Data to process:

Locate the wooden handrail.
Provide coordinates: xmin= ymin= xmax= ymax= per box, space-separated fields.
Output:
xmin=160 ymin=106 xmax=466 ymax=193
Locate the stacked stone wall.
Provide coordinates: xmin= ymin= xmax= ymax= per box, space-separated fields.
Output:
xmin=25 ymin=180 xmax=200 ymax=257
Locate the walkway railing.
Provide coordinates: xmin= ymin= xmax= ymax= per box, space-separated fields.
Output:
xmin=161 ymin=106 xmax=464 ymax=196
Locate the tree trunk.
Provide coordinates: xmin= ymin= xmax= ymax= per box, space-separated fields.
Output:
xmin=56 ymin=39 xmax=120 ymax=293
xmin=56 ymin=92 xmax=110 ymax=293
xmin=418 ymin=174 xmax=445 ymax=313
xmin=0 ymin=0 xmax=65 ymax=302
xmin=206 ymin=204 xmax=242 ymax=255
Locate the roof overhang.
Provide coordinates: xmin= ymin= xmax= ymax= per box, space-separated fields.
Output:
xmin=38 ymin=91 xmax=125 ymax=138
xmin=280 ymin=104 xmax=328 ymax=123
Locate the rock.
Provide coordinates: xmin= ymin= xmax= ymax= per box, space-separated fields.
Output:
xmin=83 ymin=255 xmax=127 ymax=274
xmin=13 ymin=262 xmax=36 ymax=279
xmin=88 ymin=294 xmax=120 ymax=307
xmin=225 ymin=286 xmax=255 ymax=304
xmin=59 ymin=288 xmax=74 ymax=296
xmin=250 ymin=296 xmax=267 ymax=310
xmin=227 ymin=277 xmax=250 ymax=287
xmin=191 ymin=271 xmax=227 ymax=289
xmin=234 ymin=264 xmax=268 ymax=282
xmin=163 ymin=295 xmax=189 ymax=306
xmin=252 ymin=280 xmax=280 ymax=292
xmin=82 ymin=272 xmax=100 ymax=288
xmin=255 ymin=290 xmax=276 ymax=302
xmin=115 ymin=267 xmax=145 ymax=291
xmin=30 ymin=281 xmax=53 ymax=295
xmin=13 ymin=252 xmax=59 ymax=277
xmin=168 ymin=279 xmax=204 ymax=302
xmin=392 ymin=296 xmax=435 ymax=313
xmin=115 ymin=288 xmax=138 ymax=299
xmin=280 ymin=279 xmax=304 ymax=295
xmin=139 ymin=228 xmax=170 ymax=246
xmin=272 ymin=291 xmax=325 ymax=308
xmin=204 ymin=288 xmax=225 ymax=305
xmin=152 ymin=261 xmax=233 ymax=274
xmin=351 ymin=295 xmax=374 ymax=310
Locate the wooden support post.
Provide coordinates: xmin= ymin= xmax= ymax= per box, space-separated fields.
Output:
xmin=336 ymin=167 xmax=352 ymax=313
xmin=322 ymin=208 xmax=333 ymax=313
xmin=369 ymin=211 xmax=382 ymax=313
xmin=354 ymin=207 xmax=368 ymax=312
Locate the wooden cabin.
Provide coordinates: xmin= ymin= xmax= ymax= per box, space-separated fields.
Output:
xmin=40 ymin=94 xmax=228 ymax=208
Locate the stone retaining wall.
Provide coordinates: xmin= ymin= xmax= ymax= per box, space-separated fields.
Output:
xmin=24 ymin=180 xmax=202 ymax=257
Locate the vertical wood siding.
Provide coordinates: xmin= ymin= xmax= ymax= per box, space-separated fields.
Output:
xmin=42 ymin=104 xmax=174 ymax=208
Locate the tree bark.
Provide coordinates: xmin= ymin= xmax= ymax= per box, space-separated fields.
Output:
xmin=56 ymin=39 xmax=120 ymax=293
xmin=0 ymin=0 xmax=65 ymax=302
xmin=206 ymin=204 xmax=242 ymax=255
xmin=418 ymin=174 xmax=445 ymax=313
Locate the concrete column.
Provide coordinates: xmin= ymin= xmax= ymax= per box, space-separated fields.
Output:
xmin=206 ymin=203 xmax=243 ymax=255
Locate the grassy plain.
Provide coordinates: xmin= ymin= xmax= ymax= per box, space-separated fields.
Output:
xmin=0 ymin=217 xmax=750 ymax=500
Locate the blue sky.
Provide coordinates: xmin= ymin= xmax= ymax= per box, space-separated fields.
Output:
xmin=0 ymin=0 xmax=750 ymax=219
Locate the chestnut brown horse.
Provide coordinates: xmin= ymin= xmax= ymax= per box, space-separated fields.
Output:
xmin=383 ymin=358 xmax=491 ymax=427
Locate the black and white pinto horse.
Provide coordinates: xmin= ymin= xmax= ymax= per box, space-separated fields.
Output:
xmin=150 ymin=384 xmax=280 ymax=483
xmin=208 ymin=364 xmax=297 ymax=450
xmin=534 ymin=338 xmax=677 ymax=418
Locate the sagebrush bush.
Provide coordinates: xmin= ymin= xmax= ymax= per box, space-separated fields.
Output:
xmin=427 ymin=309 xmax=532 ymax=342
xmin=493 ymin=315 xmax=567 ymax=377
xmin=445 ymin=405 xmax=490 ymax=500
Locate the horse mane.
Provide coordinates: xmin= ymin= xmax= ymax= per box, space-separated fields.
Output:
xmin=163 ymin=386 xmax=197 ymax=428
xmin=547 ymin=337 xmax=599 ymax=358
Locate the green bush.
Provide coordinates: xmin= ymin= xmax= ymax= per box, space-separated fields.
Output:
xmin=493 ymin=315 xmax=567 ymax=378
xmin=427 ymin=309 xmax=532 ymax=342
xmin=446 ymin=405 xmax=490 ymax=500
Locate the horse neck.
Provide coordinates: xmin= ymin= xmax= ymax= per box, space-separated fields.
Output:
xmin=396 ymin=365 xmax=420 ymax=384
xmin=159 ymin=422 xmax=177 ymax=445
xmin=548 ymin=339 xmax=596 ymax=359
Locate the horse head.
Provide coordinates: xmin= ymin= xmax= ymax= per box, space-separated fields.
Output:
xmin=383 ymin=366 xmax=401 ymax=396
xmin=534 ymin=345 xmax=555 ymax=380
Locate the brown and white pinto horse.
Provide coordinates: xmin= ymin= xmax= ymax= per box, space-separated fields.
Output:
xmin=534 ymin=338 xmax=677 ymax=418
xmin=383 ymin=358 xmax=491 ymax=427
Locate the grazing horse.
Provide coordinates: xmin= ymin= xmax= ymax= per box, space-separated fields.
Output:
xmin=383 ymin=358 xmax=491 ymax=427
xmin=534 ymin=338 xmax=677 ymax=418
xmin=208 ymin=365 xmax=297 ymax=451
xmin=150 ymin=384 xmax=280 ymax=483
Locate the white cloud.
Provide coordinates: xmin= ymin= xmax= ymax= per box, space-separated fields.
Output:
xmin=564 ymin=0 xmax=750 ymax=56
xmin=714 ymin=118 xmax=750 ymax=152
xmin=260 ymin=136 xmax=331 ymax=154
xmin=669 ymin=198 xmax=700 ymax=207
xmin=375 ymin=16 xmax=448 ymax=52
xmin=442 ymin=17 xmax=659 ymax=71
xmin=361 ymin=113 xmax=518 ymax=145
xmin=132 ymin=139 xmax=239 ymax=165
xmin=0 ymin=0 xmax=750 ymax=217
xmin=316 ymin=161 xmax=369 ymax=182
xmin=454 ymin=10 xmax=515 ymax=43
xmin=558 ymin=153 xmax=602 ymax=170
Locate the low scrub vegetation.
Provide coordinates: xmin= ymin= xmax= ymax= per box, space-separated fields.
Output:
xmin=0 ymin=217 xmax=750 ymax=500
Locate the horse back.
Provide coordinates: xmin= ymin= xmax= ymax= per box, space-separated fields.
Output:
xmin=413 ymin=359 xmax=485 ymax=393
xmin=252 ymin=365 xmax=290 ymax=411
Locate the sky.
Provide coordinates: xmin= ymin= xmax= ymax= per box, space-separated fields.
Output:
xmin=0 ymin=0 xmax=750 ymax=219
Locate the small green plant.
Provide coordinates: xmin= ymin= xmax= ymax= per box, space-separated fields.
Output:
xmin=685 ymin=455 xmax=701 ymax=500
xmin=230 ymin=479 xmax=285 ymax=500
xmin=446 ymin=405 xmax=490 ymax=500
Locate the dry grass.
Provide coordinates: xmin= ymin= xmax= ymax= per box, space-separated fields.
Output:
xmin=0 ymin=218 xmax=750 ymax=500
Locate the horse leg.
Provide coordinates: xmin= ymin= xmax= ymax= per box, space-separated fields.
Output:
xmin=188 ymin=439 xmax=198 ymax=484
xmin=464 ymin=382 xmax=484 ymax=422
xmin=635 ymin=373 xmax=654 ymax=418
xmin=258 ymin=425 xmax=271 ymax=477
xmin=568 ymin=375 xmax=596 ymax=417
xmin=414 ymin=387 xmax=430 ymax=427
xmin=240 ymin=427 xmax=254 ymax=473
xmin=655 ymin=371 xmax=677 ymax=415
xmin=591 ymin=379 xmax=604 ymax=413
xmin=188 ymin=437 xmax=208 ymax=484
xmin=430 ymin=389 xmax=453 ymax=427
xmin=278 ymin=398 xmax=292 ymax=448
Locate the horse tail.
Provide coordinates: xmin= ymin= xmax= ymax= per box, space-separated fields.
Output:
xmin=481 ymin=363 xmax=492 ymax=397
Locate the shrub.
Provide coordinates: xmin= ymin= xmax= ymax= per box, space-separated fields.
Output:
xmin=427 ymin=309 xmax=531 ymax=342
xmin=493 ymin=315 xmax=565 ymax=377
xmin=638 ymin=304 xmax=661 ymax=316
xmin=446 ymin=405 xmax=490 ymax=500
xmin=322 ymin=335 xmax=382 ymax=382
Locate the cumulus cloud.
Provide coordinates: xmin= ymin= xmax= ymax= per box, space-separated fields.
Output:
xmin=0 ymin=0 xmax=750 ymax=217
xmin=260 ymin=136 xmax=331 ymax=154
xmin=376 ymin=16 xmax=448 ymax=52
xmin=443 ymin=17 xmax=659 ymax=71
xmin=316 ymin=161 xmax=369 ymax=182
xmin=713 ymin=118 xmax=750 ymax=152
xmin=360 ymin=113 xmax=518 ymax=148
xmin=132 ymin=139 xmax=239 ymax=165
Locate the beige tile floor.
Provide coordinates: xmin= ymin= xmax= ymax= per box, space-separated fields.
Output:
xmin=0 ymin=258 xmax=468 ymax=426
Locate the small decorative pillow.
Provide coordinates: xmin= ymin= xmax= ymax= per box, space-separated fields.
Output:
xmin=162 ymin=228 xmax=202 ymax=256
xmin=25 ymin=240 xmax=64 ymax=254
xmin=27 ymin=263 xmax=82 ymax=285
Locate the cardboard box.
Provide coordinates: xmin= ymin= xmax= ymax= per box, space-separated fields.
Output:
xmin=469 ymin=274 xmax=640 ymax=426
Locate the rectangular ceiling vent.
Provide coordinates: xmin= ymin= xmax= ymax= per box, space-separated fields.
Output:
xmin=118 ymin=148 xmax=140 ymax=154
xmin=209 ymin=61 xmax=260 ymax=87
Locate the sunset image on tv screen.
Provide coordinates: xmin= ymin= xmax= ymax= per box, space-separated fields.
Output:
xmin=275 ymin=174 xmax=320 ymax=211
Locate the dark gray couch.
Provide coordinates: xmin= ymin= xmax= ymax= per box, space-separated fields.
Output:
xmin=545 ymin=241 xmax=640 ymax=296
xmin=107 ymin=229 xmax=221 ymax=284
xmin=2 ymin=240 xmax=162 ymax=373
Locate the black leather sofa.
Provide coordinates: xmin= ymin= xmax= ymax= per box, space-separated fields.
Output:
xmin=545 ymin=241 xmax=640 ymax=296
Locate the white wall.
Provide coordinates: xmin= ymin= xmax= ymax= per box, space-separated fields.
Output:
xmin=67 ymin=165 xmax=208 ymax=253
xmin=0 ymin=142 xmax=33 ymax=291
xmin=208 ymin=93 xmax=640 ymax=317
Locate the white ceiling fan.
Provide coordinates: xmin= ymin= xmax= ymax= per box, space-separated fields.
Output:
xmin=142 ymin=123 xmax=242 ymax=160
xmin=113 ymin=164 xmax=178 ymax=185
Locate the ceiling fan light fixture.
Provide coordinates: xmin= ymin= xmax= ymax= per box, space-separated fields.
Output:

Your goal: Reproduce the records from the line with "Locate the walkway railing." to the line with "xmin=161 ymin=106 xmax=464 ymax=196", substituting "balcony" for "walkway" and leaving everything else unchanged.

Reply:
Locate the balcony railing.
Provide coordinates: xmin= ymin= xmax= ymax= per box, space-separated fields.
Output:
xmin=161 ymin=106 xmax=464 ymax=196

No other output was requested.